Tasks to complete →
1. Quote the passage of the transcript on race and body image that begins with the words containing "So, I want to" and ends with "of body image.".
2. In the transcript on race and body image, through what lens does the speaker intend to discuss race?

Source passage →
_ _ _ _ _

Today, I want to talk about race. And I know that I’ve been on hiatus, and I promised you all on Twitter that I would make a video about diet culture, and I am. I am going to make that video. But I’m a little concerned about how many YouTubers are just going about their lives making videos and not addressing race, in general, but especially now.
So, I want to talk about race. I want to do that through a body image, feminist lens, since if you watch my channel, that’s what you expect from me. And I specifically want to talk about the idea that race is a construct, and therefore, doesn’t matter because – spoiler alert – that’s bullshit.
So let’s talk about bodies for a second. More specifically, let’s talk about our bodied experience, which is a phrase that describes the relationship that we have psychologically or emotionally or spiritually with our encasement, which is a huge component of body image.
In body image discourse, we talk a lot about the fact that we are not our bodies. That our personhood and our outside appearances aren’t really related.

_ _ _ _ _

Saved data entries

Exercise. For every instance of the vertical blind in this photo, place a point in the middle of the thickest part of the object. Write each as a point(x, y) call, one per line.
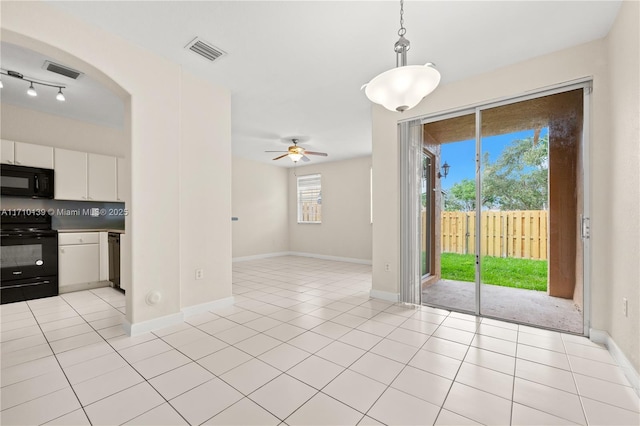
point(309, 199)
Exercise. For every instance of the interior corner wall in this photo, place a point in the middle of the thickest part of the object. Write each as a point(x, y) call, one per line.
point(31, 126)
point(616, 239)
point(156, 132)
point(205, 192)
point(259, 201)
point(345, 231)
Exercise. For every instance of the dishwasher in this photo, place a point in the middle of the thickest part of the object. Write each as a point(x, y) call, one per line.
point(114, 260)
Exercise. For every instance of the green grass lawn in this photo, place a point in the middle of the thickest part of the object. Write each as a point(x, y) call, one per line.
point(506, 272)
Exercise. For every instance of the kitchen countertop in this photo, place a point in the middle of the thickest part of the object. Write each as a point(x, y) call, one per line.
point(118, 231)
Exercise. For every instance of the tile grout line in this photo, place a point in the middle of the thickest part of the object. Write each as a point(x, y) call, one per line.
point(55, 356)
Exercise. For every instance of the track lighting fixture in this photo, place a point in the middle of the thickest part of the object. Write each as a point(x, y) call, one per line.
point(31, 91)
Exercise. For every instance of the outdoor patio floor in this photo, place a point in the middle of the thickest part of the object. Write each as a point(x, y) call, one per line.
point(510, 304)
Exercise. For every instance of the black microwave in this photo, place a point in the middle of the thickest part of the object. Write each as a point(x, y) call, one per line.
point(21, 181)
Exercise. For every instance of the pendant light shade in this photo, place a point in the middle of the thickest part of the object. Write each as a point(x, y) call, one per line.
point(402, 88)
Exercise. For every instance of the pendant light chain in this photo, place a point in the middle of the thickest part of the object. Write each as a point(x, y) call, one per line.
point(402, 31)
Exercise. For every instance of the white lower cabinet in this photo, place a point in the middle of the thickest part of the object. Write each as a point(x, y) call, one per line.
point(78, 260)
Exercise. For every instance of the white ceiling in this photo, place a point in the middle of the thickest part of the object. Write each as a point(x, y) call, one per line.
point(87, 100)
point(295, 68)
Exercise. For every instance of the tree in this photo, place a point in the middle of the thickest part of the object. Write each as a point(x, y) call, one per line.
point(518, 180)
point(461, 196)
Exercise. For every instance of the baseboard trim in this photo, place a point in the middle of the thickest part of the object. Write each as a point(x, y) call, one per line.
point(602, 337)
point(302, 254)
point(260, 256)
point(384, 295)
point(209, 306)
point(335, 258)
point(138, 328)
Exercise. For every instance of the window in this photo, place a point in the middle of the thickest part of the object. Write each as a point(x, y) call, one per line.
point(309, 199)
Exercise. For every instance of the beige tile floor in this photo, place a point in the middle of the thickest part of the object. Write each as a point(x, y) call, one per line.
point(303, 344)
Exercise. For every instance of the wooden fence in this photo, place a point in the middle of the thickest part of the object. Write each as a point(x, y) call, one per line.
point(520, 234)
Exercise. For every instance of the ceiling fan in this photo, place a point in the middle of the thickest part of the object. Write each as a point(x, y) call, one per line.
point(297, 153)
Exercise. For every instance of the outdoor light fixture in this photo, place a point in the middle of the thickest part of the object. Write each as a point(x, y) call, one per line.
point(31, 91)
point(403, 87)
point(445, 168)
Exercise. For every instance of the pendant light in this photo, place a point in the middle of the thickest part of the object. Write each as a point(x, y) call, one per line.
point(403, 87)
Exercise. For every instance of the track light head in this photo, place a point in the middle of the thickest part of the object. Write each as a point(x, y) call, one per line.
point(32, 91)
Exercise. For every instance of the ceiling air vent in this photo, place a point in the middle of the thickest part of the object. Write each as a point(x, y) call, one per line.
point(61, 69)
point(205, 49)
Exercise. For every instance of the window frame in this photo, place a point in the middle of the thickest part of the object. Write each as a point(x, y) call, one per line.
point(317, 194)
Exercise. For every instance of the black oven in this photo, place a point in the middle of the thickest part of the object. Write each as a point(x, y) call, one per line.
point(21, 181)
point(29, 257)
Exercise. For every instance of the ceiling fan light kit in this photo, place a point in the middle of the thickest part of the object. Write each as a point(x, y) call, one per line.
point(402, 88)
point(297, 153)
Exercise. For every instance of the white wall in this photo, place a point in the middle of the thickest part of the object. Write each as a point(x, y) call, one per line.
point(345, 230)
point(205, 192)
point(31, 126)
point(259, 201)
point(158, 105)
point(616, 266)
point(610, 186)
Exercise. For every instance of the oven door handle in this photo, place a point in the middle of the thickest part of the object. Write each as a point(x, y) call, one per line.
point(27, 285)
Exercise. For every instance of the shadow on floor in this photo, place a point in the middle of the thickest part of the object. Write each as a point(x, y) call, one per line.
point(511, 304)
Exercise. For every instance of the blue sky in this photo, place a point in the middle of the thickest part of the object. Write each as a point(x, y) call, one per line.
point(461, 155)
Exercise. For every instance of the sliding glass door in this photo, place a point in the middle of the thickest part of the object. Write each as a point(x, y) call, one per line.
point(451, 282)
point(509, 224)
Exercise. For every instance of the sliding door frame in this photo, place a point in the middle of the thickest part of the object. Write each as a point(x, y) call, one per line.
point(586, 85)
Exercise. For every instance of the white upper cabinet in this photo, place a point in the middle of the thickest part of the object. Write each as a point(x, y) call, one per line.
point(6, 152)
point(70, 175)
point(102, 177)
point(31, 155)
point(82, 176)
point(26, 154)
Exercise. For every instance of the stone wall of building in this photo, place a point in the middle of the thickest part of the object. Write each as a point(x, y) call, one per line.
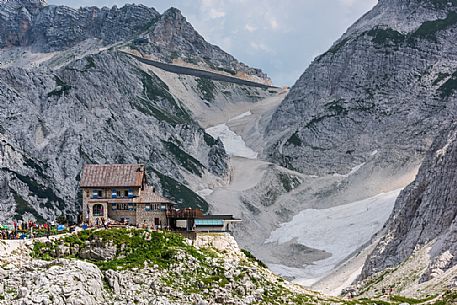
point(147, 217)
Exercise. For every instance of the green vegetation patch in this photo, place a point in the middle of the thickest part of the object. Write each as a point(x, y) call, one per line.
point(294, 140)
point(187, 161)
point(134, 247)
point(402, 299)
point(149, 108)
point(253, 259)
point(90, 63)
point(386, 36)
point(333, 50)
point(156, 90)
point(181, 194)
point(449, 87)
point(22, 207)
point(440, 78)
point(429, 29)
point(440, 4)
point(206, 88)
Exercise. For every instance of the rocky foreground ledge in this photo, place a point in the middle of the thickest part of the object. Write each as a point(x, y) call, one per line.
point(130, 266)
point(140, 267)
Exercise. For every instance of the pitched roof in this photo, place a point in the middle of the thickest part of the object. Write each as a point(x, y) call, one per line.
point(148, 195)
point(112, 175)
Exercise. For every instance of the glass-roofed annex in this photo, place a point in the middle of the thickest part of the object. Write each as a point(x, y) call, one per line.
point(214, 223)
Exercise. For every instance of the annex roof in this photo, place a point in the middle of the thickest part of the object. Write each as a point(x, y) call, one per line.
point(148, 195)
point(112, 175)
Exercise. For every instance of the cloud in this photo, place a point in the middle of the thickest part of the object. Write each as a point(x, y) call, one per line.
point(280, 37)
point(250, 28)
point(258, 46)
point(214, 13)
point(274, 24)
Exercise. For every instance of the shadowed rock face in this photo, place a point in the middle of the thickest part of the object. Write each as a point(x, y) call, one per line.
point(426, 211)
point(387, 85)
point(43, 28)
point(101, 109)
point(68, 96)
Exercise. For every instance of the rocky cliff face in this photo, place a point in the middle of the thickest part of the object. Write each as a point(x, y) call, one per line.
point(102, 109)
point(44, 29)
point(87, 102)
point(425, 214)
point(213, 270)
point(386, 88)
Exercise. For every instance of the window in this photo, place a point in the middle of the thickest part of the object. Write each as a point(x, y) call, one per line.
point(122, 206)
point(97, 210)
point(209, 222)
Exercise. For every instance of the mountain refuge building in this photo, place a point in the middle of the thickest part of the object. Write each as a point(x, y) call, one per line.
point(119, 193)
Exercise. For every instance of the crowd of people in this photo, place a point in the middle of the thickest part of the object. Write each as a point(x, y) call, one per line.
point(27, 229)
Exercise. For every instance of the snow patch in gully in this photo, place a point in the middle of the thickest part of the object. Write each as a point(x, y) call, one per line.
point(338, 230)
point(233, 143)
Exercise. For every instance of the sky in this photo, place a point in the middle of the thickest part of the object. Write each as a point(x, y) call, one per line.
point(281, 37)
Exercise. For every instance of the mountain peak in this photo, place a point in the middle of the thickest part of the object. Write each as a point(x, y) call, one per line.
point(26, 3)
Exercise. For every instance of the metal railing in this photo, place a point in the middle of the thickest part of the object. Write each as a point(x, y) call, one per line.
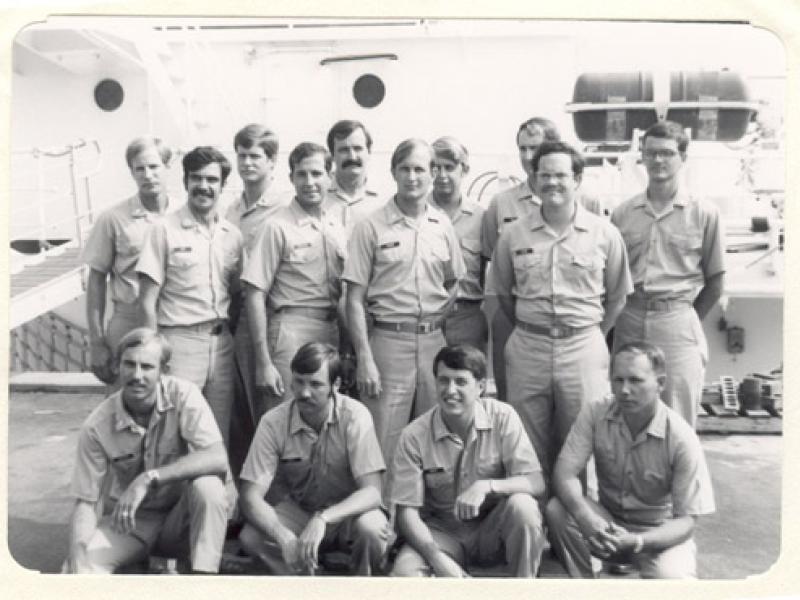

_ _ _ _ _

Solved problems →
1.
So, I want to talk about race. I want to do that through a body image, feminist lens, since if you watch my channel, that’s what you expect from me. And I specifically want to talk about the idea that race is a construct, and therefore, doesn’t matter because – spoiler alert – that’s bullshit.
So let’s talk about bodies for a second. More specifically, let’s talk about our bodied experience, which is a phrase that describes the relationship that we have psychologically or emotionally or spiritually with our encasement, which is a huge component of body image.

2. A body image, feminist lens.